**Task item:**
Return the listing below unchanged, except that the pictures are dropped.

**Information:**
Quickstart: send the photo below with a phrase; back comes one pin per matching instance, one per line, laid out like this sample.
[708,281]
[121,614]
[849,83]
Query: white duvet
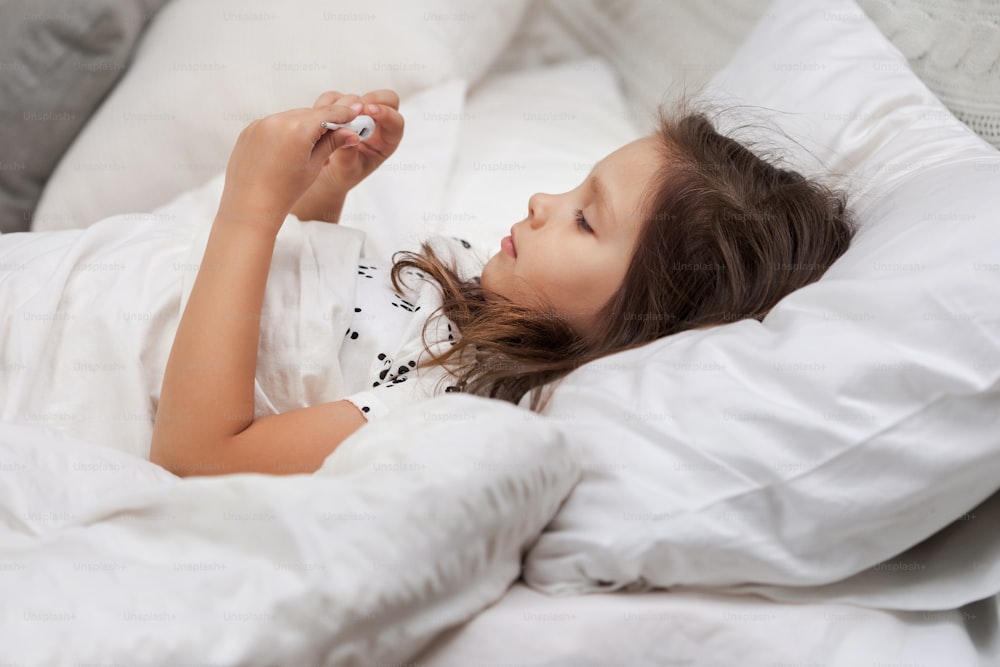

**Result for this exercise:**
Quickstart: send the photo below with a phrase; back comes one pin per matching instance, one per line, laid out like this sample.
[708,281]
[121,614]
[849,83]
Query: white duvet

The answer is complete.